- WORK REQUIRED
Determine how many lines in the records below contain the word "cushion". Give only the number.
++++++
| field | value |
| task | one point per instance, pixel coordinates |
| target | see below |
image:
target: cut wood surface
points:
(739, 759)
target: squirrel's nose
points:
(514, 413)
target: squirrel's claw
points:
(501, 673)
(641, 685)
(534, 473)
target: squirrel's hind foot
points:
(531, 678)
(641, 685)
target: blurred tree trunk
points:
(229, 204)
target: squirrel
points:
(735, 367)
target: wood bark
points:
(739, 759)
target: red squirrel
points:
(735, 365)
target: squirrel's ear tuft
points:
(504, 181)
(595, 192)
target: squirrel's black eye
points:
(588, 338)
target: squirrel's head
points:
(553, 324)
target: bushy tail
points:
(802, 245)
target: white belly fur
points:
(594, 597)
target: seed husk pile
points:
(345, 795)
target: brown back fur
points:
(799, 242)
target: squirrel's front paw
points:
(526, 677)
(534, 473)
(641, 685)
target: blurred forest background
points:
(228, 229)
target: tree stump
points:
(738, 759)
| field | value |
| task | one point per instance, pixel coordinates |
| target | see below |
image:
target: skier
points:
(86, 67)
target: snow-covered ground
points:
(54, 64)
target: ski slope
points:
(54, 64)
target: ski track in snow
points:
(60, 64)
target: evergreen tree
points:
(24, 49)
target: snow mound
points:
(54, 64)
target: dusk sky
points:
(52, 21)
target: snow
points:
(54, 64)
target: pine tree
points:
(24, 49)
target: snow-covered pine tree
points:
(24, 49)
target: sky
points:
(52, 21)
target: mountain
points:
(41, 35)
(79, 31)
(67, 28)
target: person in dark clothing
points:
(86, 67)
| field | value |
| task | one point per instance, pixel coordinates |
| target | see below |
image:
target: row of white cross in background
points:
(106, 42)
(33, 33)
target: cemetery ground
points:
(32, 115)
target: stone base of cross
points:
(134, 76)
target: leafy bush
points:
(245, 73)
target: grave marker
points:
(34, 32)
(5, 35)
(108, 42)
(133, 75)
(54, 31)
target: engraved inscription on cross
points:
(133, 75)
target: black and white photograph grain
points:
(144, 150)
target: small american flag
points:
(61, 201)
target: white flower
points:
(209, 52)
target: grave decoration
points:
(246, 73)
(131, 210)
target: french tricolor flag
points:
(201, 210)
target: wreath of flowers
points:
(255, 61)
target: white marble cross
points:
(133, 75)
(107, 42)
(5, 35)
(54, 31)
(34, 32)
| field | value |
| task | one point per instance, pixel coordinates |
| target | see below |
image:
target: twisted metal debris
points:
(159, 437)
++++++
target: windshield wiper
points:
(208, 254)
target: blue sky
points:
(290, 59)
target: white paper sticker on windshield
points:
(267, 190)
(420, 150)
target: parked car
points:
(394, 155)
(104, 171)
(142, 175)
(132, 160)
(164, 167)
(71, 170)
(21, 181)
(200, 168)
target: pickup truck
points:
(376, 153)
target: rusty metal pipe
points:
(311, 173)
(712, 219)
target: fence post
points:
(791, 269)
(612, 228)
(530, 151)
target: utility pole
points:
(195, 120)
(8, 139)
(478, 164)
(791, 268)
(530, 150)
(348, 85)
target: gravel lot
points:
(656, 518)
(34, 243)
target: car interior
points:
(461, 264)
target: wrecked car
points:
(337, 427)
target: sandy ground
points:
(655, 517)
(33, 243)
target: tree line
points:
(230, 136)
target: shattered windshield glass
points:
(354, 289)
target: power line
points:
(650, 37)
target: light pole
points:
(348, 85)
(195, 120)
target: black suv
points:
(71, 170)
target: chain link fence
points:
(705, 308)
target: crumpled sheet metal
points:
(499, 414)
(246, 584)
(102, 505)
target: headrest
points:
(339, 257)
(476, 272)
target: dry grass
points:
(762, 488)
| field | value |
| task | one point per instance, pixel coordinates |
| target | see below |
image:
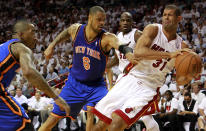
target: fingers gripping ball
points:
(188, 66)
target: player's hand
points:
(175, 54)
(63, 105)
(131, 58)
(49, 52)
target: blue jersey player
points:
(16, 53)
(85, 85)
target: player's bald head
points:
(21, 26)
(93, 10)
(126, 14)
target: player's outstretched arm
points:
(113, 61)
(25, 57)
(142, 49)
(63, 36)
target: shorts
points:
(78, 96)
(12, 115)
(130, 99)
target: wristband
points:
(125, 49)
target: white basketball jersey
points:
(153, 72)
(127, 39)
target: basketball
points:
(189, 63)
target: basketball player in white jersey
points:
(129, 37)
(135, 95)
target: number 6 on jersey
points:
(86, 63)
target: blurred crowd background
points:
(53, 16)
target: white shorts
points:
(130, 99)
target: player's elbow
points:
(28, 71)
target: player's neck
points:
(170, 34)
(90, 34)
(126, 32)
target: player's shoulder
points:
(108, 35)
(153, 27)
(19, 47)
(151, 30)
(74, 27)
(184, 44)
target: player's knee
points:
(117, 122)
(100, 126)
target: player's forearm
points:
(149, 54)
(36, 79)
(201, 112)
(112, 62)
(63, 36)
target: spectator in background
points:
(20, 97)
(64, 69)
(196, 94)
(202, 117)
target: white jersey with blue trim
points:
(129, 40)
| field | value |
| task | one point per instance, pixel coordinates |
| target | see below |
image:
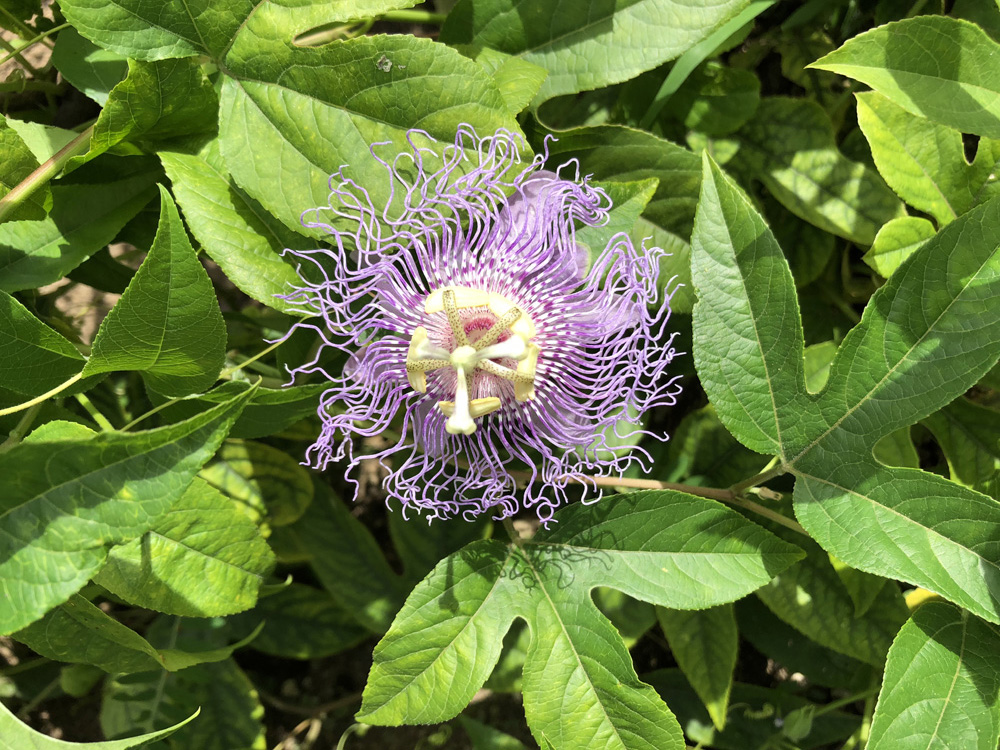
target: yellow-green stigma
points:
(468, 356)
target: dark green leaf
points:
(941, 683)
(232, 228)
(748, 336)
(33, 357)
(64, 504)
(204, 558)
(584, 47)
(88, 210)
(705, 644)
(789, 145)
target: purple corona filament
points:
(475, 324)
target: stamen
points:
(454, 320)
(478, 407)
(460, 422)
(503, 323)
++++++
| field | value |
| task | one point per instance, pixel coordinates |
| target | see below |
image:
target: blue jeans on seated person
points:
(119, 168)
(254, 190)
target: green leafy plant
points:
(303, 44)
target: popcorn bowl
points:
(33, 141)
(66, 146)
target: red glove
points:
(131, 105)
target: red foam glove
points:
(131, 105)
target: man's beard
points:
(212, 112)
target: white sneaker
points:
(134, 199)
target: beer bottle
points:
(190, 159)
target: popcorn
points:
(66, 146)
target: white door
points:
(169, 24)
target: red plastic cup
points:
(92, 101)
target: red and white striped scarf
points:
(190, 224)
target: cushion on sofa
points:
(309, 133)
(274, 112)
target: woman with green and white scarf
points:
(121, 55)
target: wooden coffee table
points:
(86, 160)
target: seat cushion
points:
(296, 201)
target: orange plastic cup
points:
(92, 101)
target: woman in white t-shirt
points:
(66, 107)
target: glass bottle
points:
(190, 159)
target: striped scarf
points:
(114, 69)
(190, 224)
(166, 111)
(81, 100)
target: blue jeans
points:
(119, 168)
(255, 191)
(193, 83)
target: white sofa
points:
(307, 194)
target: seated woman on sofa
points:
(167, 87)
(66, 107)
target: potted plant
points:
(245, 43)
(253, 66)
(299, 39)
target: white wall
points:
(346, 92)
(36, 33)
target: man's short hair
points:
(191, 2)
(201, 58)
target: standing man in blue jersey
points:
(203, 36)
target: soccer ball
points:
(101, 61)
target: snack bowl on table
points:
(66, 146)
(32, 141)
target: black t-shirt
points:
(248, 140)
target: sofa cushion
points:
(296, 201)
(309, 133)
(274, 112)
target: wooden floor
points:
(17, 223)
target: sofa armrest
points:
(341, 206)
++++++
- ANSWER TO THIS PROBLEM
3